» Source extract
X'X Matrix is Singular, X Chr issues

Adrianna Jurek

unread,

Mar 17, 2025, 1:16:18 PMMar 17

to R/qtl discussion

Hello,

I am attempting to run a QTL analysis of 70 individuals with ~3000 markers. It is an F2 cross with the parents, F1, and F2 data included in the spreadsheet. I am attempting to use EHK regression for analysis, as well as run sex as an interactive and additive covariate. When I run ehk, the LOD score for the X chromosome is extremely high, and the warning X'X matrix is singular appears 50+ times. I have tried reducing close markers on the X chromosome, but that did not seem to help either. The only way I can get a clean graph where I can see peaks on the other chromosomes is to completely remove the X chromosome from the analysis (which I would prefer not to do). Additionally, when running geno.table as seen below, I get the warning " In chisq.test(a, p = c(0.5, 0.5)) :Chi-squared approximation may be incorrect" 50+ times. When I remove the X chromosome, I get the same warning but only once. When running a similar qtl on many of the same individuals from the qtl that gave a very high X LOD score, I still get the error In chisq.test(a, p = c(0.5, 0.5)) :Chi-squared approximation may be incorrect" 50+ times, but if I run scanone on this, the X LOD is very low. I find this strange as many of the individuals in the low LOD run are also in the high LOD run, though not identical and a different phenotype was used.

Here is the code that I used:

mydatanew<-read.cross("csvr","C:/Users/Documents/","QTL.csv",na.strings="-",genotypes=c("AA","AB","BB"),alleles=c("A","B"))

#To identify SNPs with segregation distortion
gt<-geno.table(mydatanew)

» What is expected
Extend the forum post about the singular X'X matrix, picking up right after its last line. The material that comes next is separate from the forum post.

» Provided records
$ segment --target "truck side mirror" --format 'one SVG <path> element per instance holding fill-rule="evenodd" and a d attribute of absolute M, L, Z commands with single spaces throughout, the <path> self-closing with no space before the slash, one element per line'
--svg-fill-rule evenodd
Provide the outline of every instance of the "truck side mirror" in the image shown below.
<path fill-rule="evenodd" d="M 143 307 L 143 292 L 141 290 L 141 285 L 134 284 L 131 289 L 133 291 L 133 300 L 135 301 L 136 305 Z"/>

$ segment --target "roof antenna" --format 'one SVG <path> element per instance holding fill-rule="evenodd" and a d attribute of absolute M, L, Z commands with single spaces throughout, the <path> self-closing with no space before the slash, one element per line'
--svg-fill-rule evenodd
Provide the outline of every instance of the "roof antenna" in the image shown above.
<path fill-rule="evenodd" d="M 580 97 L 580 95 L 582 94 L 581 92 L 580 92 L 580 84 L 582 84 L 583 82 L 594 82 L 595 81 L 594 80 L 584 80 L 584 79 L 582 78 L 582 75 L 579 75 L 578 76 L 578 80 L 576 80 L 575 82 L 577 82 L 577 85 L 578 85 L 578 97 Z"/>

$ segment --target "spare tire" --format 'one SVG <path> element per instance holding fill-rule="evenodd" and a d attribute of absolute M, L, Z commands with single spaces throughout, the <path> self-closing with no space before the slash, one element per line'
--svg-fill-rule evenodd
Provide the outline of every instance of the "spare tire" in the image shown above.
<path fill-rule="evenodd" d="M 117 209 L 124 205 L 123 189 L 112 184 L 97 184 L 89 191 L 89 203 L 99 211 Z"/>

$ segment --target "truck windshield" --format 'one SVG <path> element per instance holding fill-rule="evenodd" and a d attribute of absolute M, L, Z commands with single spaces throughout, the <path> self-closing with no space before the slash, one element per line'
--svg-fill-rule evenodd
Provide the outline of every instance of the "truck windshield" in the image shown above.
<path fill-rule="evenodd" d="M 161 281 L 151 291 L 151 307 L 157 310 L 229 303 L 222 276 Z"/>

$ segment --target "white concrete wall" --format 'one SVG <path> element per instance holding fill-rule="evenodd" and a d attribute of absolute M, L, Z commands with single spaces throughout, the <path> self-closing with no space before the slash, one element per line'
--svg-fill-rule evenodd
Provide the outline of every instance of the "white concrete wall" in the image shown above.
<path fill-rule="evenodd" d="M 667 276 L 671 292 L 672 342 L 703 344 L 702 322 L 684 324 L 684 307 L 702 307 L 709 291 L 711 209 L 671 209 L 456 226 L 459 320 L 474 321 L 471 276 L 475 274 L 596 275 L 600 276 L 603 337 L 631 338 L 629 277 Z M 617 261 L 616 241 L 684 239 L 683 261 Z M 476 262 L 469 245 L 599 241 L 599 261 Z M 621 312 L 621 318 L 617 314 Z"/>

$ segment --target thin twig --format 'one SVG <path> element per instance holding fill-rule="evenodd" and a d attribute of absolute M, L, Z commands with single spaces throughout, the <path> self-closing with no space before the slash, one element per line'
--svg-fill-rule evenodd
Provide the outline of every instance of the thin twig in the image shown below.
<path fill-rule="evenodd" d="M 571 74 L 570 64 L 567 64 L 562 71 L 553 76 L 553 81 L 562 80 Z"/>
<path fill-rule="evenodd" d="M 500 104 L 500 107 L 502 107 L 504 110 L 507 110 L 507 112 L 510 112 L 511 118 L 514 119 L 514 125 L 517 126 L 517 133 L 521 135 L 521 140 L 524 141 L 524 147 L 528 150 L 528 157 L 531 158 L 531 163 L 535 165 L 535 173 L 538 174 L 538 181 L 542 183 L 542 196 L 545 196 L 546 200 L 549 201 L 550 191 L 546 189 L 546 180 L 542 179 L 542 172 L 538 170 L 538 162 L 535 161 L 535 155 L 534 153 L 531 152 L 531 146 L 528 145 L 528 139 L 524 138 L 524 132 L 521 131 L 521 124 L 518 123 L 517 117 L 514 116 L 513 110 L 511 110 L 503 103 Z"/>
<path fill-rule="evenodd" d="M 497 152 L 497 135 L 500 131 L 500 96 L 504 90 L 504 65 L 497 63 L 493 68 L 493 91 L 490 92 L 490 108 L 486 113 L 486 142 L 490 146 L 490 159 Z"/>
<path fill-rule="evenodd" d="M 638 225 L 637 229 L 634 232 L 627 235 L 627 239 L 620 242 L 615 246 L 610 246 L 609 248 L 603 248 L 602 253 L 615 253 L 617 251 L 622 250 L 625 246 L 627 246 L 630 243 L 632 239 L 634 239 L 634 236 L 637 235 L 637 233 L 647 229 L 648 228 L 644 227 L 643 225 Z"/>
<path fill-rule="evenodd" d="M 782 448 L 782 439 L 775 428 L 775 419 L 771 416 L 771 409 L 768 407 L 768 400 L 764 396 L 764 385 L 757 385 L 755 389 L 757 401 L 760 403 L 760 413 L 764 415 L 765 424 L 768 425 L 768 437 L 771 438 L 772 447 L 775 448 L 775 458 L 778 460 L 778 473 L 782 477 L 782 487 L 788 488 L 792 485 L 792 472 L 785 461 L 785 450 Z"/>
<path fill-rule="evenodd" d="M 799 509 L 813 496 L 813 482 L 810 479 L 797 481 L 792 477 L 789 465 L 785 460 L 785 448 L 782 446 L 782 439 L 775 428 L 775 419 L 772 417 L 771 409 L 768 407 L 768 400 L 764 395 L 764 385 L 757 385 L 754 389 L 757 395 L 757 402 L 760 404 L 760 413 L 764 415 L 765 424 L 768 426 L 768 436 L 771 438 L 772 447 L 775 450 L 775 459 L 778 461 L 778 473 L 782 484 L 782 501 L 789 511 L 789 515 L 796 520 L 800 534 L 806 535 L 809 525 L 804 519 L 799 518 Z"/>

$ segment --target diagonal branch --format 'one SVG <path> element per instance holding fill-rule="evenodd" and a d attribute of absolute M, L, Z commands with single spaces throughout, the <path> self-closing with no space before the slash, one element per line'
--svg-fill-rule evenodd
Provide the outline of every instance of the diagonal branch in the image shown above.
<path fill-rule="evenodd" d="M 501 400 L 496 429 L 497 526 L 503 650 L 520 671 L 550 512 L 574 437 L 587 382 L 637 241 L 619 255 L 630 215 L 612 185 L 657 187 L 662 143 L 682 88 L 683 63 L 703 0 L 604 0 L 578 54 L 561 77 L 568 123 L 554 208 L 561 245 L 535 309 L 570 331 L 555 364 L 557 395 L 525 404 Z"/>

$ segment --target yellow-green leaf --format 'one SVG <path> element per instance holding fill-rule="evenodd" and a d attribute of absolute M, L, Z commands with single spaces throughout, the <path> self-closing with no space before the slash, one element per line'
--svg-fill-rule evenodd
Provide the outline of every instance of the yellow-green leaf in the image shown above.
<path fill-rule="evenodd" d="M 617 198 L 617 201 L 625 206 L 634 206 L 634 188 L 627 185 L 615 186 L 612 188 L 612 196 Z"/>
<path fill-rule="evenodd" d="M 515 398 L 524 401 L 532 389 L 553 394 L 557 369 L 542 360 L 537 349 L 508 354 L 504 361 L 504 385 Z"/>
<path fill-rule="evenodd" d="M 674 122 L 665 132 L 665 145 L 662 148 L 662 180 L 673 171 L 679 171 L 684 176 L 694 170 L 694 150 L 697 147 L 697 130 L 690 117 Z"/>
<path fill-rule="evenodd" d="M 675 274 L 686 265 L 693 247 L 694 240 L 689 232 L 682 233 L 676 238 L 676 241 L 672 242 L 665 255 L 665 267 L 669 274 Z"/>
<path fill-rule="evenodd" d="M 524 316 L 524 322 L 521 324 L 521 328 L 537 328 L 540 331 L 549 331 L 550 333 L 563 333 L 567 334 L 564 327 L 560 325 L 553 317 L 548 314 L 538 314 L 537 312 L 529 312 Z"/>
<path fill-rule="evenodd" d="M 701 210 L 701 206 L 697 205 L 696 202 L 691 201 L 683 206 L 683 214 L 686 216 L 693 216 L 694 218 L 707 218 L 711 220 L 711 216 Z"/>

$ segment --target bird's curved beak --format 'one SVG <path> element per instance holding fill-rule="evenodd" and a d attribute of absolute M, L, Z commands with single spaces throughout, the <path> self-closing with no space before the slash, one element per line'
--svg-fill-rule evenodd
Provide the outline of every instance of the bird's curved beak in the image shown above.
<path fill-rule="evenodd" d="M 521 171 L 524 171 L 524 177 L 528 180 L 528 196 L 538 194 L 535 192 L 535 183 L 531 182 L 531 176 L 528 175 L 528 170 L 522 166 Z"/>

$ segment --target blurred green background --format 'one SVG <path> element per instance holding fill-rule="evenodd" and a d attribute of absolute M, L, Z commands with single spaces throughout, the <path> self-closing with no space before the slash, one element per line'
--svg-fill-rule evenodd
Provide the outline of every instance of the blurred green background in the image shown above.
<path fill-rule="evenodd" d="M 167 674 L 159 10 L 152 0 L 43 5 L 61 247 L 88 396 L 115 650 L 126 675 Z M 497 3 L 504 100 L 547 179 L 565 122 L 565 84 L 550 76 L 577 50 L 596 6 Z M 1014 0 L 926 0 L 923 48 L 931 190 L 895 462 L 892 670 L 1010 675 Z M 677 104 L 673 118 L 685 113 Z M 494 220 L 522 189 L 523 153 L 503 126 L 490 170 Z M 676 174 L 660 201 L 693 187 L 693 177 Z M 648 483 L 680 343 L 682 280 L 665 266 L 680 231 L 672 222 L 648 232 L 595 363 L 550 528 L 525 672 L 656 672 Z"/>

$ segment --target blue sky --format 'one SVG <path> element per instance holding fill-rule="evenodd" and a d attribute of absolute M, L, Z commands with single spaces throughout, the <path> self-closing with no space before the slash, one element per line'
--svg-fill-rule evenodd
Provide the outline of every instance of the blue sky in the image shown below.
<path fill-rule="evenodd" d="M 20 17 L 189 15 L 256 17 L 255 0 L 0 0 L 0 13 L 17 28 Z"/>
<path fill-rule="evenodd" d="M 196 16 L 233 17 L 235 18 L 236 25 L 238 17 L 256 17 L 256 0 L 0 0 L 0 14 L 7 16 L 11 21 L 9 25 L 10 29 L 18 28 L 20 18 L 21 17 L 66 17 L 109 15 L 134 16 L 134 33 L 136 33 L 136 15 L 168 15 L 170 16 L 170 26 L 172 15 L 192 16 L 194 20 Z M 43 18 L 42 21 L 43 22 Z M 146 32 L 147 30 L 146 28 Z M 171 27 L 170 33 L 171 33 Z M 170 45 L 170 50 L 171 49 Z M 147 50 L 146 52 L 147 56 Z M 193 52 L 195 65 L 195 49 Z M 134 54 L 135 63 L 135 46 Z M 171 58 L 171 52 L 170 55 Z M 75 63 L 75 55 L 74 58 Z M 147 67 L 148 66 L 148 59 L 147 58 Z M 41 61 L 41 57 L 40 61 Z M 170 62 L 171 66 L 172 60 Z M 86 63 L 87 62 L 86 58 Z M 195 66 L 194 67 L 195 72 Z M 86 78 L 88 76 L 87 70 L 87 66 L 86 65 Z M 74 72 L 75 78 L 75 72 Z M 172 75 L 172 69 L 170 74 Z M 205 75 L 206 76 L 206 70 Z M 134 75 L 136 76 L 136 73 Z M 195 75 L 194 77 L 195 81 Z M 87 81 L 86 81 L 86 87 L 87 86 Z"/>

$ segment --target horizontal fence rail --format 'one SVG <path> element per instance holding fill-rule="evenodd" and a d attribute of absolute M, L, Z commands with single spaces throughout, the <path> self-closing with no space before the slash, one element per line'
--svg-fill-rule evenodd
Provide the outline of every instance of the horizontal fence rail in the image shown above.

» Written reply
gt[ gt$P.value < 1e-3, ]
#removed those SNPs. If left in they skew the analysis and you get a bad graph

#To separate close markers
mydataf<-jittermap(mydatanew)
summary(mydataf)

#To run Extended Haley-Knott regression
mydataf<-calc.genoprob(mydataf,step=1,error.prob=0.001)
out.ehk<-scanone(mydataf, method="ehk")

#To determine significance threshold
operm<-scanone(mydataf,n.perm=1000,perm.Xsp=TRUE,verbose=FALSE)
summary(operm,alpha=c(0.05,0.5))

#To graph QTL plot
plot(out.ehk, bandcol="gray87", ylab="LOD score")

#To identify peak locations and LOD score
summary(out.ehk,perms=operm,alpha=0.5,pvalues=TRUE)

Any insight to what could be going wrong is greatly appreciated.

Thank you!

Karl Broman

unread,

Mar 17, 2025, 1:23:29 PMMar 17

to R/qtl discussion

I would recommend against the use of the ehk method. In principle it has some potential advantages over regular Haley-Knott regression, but in practice it doesn’t seem to work so well.

I’m not sure if that is the actual cause of the X chromosome issues, but do you see the same problems with method=“hk”?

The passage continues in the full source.